Copy the data below verbatim, from its beginning through the line that contains "136 5 L 136", with both ends included. Leave the pictures out of your copy.

- [Exercise materials]:
*****

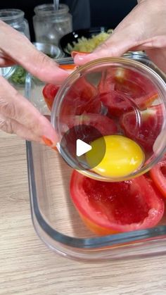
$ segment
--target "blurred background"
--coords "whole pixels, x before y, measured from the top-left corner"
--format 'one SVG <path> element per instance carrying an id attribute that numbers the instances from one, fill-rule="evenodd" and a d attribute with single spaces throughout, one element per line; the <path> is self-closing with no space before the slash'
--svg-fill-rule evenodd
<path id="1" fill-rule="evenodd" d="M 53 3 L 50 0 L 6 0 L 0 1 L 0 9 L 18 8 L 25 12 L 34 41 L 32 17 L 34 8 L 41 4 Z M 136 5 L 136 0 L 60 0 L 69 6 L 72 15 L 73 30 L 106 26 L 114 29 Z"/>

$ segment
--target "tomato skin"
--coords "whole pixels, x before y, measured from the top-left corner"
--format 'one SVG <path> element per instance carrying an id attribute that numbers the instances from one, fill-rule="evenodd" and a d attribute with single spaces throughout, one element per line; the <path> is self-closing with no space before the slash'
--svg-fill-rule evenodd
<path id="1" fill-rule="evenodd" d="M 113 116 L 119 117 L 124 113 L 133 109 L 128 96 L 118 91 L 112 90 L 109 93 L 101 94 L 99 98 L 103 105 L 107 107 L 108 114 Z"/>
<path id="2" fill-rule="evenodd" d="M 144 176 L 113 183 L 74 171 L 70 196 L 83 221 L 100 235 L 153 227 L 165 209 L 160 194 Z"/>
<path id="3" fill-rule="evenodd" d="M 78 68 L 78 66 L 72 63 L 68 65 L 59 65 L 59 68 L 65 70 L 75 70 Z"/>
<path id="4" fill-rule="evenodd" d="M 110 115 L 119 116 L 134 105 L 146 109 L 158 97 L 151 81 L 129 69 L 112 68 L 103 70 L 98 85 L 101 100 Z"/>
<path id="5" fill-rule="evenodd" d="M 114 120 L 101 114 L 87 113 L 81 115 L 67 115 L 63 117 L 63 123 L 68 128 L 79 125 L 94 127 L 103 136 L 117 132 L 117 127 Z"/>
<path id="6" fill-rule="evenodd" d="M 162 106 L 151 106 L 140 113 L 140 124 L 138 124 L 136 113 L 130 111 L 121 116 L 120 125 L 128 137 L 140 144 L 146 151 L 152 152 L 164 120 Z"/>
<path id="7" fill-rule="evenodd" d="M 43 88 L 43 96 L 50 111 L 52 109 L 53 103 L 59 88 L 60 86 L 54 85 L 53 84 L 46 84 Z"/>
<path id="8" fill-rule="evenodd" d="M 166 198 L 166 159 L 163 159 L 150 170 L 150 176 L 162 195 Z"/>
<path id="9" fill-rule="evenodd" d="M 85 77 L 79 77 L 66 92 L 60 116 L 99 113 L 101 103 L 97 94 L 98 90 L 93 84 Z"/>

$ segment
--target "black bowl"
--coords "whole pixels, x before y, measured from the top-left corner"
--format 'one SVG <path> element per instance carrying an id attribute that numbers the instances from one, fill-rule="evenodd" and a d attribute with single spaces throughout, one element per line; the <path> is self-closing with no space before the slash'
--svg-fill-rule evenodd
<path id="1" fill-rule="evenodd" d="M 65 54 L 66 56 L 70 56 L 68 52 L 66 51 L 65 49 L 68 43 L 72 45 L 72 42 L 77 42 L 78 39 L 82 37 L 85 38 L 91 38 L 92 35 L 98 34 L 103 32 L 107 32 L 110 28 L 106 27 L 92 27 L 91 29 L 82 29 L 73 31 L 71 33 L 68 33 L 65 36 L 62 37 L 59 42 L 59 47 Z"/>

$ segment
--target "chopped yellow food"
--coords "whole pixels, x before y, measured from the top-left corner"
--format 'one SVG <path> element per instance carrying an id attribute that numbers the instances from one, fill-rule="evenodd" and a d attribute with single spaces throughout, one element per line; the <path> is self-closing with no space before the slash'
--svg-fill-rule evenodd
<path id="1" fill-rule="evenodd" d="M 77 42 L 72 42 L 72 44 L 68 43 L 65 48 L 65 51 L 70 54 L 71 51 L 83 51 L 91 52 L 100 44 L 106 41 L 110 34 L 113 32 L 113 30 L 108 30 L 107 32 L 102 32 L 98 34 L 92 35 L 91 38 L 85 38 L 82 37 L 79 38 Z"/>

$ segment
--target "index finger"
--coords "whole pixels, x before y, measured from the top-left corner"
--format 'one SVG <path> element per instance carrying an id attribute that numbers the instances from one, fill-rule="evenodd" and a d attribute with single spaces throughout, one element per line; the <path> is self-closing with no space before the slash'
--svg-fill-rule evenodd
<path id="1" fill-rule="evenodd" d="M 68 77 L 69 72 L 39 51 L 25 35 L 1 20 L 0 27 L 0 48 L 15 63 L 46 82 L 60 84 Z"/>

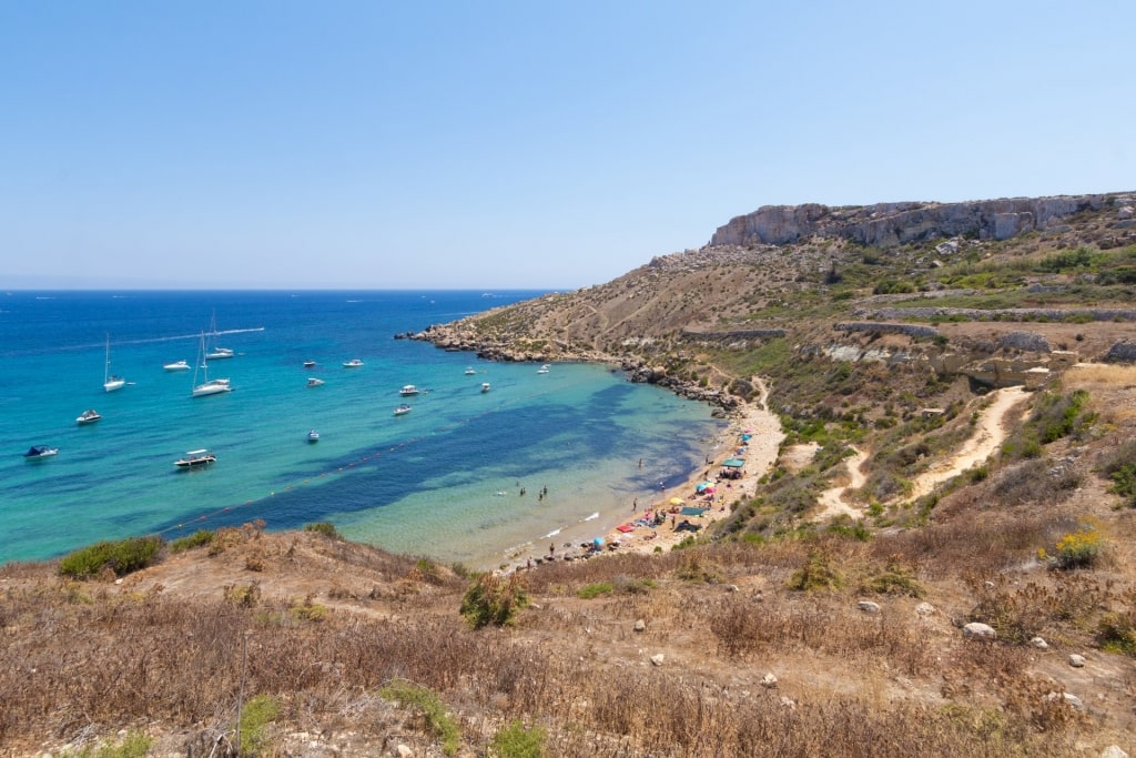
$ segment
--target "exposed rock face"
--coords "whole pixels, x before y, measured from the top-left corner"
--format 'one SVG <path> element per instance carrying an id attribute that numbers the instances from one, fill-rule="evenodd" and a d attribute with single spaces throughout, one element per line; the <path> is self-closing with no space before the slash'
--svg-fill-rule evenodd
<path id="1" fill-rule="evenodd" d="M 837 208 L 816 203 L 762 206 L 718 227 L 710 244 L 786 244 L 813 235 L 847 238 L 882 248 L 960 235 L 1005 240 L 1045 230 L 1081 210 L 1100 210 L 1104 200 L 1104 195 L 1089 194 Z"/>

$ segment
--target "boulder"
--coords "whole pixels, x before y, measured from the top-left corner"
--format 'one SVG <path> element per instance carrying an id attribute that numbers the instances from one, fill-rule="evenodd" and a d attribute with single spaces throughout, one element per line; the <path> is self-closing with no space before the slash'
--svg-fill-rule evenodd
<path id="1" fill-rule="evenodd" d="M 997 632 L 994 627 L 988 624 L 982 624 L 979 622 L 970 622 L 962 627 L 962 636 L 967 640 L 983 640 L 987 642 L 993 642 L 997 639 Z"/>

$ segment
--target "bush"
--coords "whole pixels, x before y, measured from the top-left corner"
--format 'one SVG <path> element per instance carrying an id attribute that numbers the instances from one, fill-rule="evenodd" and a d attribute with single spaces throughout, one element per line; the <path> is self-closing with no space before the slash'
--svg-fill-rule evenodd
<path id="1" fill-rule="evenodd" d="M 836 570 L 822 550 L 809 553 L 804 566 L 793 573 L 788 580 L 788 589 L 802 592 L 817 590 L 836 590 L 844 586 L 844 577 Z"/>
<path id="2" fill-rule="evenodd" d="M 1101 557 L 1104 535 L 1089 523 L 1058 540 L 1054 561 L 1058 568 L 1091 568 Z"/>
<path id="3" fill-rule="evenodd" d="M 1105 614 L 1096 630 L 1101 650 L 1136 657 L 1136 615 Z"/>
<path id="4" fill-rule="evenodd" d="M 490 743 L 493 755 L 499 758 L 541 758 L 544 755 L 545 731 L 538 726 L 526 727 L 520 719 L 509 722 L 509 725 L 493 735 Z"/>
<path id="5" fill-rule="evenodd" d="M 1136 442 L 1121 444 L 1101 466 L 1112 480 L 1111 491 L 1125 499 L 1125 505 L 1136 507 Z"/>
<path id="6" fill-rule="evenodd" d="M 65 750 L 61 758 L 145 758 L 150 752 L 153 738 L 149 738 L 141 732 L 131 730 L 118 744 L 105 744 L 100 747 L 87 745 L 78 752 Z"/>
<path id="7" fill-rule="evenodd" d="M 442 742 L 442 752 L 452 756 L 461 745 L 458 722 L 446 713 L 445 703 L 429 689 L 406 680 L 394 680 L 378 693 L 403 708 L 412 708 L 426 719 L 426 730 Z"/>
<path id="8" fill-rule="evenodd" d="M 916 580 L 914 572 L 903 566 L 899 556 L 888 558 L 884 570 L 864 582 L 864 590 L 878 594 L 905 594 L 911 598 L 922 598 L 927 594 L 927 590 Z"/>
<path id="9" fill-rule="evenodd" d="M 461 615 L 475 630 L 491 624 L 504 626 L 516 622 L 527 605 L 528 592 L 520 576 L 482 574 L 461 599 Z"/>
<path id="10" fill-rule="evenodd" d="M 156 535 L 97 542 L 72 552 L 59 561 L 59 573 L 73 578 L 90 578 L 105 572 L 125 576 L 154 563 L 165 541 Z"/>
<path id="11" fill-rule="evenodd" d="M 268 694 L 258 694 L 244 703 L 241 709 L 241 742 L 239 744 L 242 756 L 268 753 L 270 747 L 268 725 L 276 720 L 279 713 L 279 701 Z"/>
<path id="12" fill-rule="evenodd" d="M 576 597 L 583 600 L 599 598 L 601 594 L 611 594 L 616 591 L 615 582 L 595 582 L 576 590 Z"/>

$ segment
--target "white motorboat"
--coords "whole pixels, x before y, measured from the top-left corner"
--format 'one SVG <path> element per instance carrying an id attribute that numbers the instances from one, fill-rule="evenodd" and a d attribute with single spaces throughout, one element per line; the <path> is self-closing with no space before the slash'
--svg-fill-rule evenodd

*****

- [The reply]:
$ segment
--target "blurred background"
--coords "whole pixels, x before y, measured from the top-left corner"
--format 'one SVG <path> element per instance carrying an id attribute that numbers the instances from one, fill-rule="evenodd" and a d attribute with single spaces throughout, one element per line; the <path> is self-closing with no space before the slash'
--svg-fill-rule evenodd
<path id="1" fill-rule="evenodd" d="M 53 3 L 50 0 L 6 0 L 0 1 L 0 9 L 18 8 L 25 12 L 34 41 L 32 17 L 34 8 L 41 4 Z M 136 5 L 136 0 L 60 0 L 69 6 L 72 15 L 73 30 L 106 26 L 114 29 Z"/>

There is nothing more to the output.